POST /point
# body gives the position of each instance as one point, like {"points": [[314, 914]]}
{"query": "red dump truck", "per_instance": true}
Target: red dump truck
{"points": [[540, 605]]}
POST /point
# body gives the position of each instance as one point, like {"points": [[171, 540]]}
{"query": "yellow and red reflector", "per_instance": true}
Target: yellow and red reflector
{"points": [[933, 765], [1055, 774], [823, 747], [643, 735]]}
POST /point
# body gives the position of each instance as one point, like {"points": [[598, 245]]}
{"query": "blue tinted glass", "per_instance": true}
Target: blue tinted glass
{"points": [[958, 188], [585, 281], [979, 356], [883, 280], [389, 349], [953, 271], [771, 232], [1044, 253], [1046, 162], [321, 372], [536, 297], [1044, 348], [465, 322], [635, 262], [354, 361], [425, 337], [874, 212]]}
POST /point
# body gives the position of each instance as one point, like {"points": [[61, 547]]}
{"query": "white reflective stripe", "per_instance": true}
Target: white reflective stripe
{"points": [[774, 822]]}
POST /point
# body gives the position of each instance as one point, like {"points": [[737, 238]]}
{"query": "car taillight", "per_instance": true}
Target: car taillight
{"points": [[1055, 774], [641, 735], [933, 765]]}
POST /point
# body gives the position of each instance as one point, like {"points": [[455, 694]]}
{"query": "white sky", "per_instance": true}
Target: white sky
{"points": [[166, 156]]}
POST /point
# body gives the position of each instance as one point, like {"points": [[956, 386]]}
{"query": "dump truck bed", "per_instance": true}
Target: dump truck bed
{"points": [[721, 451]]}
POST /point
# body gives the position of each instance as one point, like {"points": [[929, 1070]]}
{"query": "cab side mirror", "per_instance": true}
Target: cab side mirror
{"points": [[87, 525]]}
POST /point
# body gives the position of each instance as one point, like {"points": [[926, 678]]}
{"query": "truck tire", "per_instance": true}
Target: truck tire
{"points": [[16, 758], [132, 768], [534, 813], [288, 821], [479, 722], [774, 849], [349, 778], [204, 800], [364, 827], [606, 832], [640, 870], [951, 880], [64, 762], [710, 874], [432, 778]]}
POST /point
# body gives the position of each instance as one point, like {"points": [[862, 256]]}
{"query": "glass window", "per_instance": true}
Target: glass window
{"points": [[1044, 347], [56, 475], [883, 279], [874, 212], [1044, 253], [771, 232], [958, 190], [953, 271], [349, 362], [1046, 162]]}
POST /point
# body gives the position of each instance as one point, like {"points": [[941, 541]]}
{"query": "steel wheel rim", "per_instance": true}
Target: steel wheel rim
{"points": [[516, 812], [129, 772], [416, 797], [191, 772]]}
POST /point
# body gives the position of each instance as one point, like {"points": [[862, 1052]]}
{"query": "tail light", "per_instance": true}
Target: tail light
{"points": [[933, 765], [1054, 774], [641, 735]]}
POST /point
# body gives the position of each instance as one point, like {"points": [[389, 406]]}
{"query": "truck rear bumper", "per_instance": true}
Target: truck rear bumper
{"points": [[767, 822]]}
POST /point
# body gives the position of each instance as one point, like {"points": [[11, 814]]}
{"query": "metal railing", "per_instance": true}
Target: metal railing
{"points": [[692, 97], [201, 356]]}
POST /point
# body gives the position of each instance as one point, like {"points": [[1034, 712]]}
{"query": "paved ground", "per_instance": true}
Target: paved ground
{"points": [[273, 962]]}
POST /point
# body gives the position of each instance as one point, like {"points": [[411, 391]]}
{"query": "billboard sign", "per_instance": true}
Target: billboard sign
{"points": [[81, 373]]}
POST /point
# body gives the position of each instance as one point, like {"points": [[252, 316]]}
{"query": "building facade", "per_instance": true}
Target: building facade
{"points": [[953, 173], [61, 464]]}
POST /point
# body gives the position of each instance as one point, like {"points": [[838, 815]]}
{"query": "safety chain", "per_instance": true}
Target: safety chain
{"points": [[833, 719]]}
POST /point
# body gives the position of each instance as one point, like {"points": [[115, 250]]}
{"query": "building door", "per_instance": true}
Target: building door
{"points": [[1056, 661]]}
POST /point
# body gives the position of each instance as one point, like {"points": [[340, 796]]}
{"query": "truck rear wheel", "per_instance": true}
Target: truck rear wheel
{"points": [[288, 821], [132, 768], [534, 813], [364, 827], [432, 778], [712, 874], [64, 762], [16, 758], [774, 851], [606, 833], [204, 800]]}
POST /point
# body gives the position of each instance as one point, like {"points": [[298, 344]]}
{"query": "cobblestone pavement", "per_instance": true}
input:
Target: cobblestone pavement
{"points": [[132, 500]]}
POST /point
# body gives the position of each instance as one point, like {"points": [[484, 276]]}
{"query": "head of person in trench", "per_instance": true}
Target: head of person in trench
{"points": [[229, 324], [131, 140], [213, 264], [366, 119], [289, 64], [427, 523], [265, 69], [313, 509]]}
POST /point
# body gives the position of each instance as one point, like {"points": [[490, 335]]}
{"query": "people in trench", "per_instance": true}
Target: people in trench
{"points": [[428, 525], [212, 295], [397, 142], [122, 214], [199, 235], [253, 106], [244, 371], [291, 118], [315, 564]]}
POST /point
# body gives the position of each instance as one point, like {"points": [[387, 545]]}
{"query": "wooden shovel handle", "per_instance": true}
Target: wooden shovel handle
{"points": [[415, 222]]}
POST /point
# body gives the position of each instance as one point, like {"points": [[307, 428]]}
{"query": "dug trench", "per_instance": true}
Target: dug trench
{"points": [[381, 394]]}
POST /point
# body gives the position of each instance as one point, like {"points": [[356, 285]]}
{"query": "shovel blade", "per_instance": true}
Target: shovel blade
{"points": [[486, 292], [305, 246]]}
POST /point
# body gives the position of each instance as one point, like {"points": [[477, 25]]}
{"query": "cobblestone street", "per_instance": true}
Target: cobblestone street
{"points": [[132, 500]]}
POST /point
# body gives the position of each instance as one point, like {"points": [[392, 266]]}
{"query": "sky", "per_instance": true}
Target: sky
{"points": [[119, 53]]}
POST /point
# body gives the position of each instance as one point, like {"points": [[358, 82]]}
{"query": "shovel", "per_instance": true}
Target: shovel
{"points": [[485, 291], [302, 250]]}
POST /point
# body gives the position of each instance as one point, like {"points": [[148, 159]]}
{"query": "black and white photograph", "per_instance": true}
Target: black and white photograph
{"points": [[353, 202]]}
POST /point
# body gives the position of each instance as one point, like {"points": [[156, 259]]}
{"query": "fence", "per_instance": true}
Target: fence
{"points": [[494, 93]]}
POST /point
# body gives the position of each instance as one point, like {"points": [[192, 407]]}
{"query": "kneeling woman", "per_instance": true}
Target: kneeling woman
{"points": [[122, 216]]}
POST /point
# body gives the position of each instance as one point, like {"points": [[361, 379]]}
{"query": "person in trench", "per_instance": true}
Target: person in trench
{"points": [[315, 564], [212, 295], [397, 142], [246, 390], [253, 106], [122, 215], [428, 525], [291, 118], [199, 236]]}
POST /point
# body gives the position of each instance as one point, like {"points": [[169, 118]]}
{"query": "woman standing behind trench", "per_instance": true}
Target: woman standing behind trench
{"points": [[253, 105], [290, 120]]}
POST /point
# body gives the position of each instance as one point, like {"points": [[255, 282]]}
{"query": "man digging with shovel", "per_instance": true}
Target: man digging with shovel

◇ ◇ ◇ ◇ ◇ ◇ ◇

◆ Exercise goal ◆
Set down the listing in full, keeping every word exactly as it is.

◆ Task answer ◆
POST /point
# body gives the position of each instance as one point, like {"points": [[314, 914]]}
{"query": "red dump truck", "per_instance": true}
Target: red dump truck
{"points": [[540, 605]]}
POST /point
# body gives the position of each instance as one point, like {"points": [[171, 540]]}
{"query": "yellow and red reflector", "per_instance": true}
Target: yellow and red reflector
{"points": [[933, 765], [1055, 774], [823, 747], [643, 735]]}
POST /point
# body gives the position of each instance as one point, like {"points": [[598, 245]]}
{"query": "blue tinted glass", "per_instance": true}
Target: blue tinted glass
{"points": [[958, 188], [585, 281], [979, 356], [883, 280], [389, 349], [953, 271], [771, 232], [1044, 253], [1046, 162], [321, 372], [536, 297], [1044, 348], [465, 322], [635, 262], [354, 361], [425, 337], [874, 212]]}
POST /point
# body gives the position of each instance as one point, like {"points": [[61, 547]]}
{"query": "white reflective stripe", "per_instance": true}
Target: white reflective stripe
{"points": [[774, 822]]}
POST /point
# body gives the position of each instance as one point, like {"points": [[737, 238]]}
{"query": "car taillight", "per_instance": true}
Target: car taillight
{"points": [[1055, 774], [641, 735], [933, 765]]}
POST /point
# body gives the position of each instance as one point, like {"points": [[455, 694]]}
{"query": "white sky", "per_instance": true}
Target: white sky
{"points": [[166, 156]]}
POST /point
# body gives the position of each instance as one point, like {"points": [[956, 386]]}
{"query": "dump truck bed", "per_instance": true}
Target: dump truck bed
{"points": [[721, 451]]}
POST /point
# body gives the position of each instance as one point, like {"points": [[929, 1070]]}
{"query": "cab side mirror", "per_instance": true}
Target: cab side mirror
{"points": [[87, 525]]}
POST /point
# body gives the position of each instance as one point, like {"points": [[926, 678]]}
{"query": "truck tire", "per_instance": true}
Target: truck tire
{"points": [[16, 758], [132, 768], [534, 813], [288, 821], [479, 722], [774, 849], [349, 778], [204, 800], [364, 827], [606, 832], [640, 870], [951, 880], [64, 762], [710, 874], [432, 778]]}
POST /point
# body gives the position of each instance as one point, like {"points": [[862, 256]]}
{"query": "glass window", "per_instance": true}
Target: glass window
{"points": [[1044, 347], [56, 475], [883, 279], [874, 212], [1044, 253], [771, 232], [958, 190], [953, 271], [349, 362], [1046, 162]]}
POST /point
# body gives the position of each instance as one point, like {"points": [[941, 541]]}
{"query": "steel wheel rim", "per_instance": true}
Target: steel wheel rim
{"points": [[516, 812], [129, 772], [416, 797], [191, 772]]}
POST /point
# body gives the position of each instance as one point, like {"points": [[862, 1052]]}
{"query": "tail light", "per_instance": true}
Target: tail light
{"points": [[933, 765], [1054, 774], [641, 735]]}
POST /point
# body gives the position of each instance as one point, like {"points": [[389, 406]]}
{"query": "truck rear bumper", "per_instance": true}
Target: truck rear bumper
{"points": [[767, 822]]}
POST /point
# body gives the position of each instance as one point, like {"points": [[11, 814]]}
{"query": "metal railing", "per_instance": true}
Target: metal railing
{"points": [[692, 97], [201, 356]]}
POST /point
# body gives the position of each instance as one point, like {"points": [[1034, 712]]}
{"query": "paved ground", "per_instance": true}
Target: paved ground
{"points": [[273, 962]]}
POST /point
# body gives the position of each instance as one point, like {"points": [[411, 391]]}
{"query": "billboard sign", "per_instance": true}
Target: billboard sign
{"points": [[81, 373]]}
POST /point
# body gives the position of each instance as one point, like {"points": [[252, 316]]}
{"query": "building facade", "per_instance": true}
Target: building facade
{"points": [[953, 173], [61, 464]]}
POST /point
# body gives the position of each instance as one point, like {"points": [[838, 815]]}
{"query": "safety chain", "per_instance": true}
Target: safety chain
{"points": [[833, 719]]}
POST /point
# body gives the position of each instance as one point, like {"points": [[115, 250]]}
{"query": "building door", "per_instance": true}
Target: building door
{"points": [[1056, 661]]}
POST /point
# body gives the position of each instance as one point, like {"points": [[340, 796]]}
{"query": "truck rear wheel", "per_instance": true}
Target: truck rear wheel
{"points": [[288, 821], [132, 768], [534, 813], [364, 827], [432, 778], [712, 874], [64, 762], [16, 758], [774, 851], [606, 833], [204, 800]]}
POST /point
# body gives the position of each instance as one point, like {"points": [[298, 344]]}
{"query": "cobblestone pavement", "per_instance": true}
input:
Target: cobblestone pavement
{"points": [[132, 500]]}
POST /point
# body gives the position of each instance as one point, like {"points": [[484, 276]]}
{"query": "head of person in trench", "per_instance": true}
Target: head of person in trench
{"points": [[229, 324], [131, 140], [213, 264], [366, 119], [289, 64], [427, 523], [265, 69], [313, 509]]}
POST /point
# body gives the position of each instance as one point, like {"points": [[490, 335]]}
{"query": "people in trench", "per_instance": true}
Target: people in trench
{"points": [[428, 525], [212, 295], [397, 142], [122, 214], [199, 235], [253, 106], [244, 371], [291, 118], [315, 564]]}
POST /point
# body gives the position of each instance as one point, like {"points": [[387, 545]]}
{"query": "wooden shovel handle", "per_instance": true}
Target: wooden shovel handle
{"points": [[415, 222]]}
POST /point
# body gives the position of each instance as one point, like {"points": [[307, 428]]}
{"query": "dug trench", "per_instance": true}
Target: dug trench
{"points": [[381, 394]]}
POST /point
# body gives the position of each instance as one point, like {"points": [[356, 285]]}
{"query": "shovel blade", "per_instance": true}
Target: shovel blade
{"points": [[486, 292], [305, 246]]}
POST /point
# body gives the position of each instance as one point, like {"points": [[477, 25]]}
{"query": "cobblestone street", "per_instance": true}
Target: cobblestone street
{"points": [[132, 500]]}
POST /point
# body gives the position of each instance as one point, like {"points": [[392, 266]]}
{"query": "sky", "per_instance": true}
Target: sky
{"points": [[119, 53]]}
POST /point
# body gives the position of each instance as one point, like {"points": [[358, 82]]}
{"query": "shovel", "per_instance": true}
Target: shovel
{"points": [[485, 291], [302, 250]]}
POST /point
# body gives the position of each instance as one point, like {"points": [[148, 159]]}
{"query": "black and white photograph", "per_instance": true}
Target: black and white photograph
{"points": [[353, 202]]}
POST /point
# body gives the position of each instance as one point, like {"points": [[156, 259]]}
{"query": "fence", "per_instance": true}
Target: fence
{"points": [[494, 93]]}
POST /point
# body gives the position of each instance as one point, like {"points": [[192, 407]]}
{"query": "kneeling woman", "per_instance": true}
Target: kneeling woman
{"points": [[122, 216]]}
POST /point
# body gives the position of each instance as one point, like {"points": [[361, 379]]}
{"query": "person in trench", "per_instance": true}
Target: person in trench
{"points": [[315, 564], [212, 295], [397, 142], [246, 390], [253, 106], [122, 215], [428, 525], [291, 118], [199, 236]]}
POST /point
# body gives the position of each instance as one point, like {"points": [[169, 118]]}
{"query": "woman standing behind trench", "per_instance": true}
Target: woman standing behind trench
{"points": [[253, 105], [290, 120]]}
POST /point
# body gives the position of each instance as one point, like {"points": [[255, 282]]}
{"query": "man digging with shovel", "per_instance": true}
Target: man digging with shovel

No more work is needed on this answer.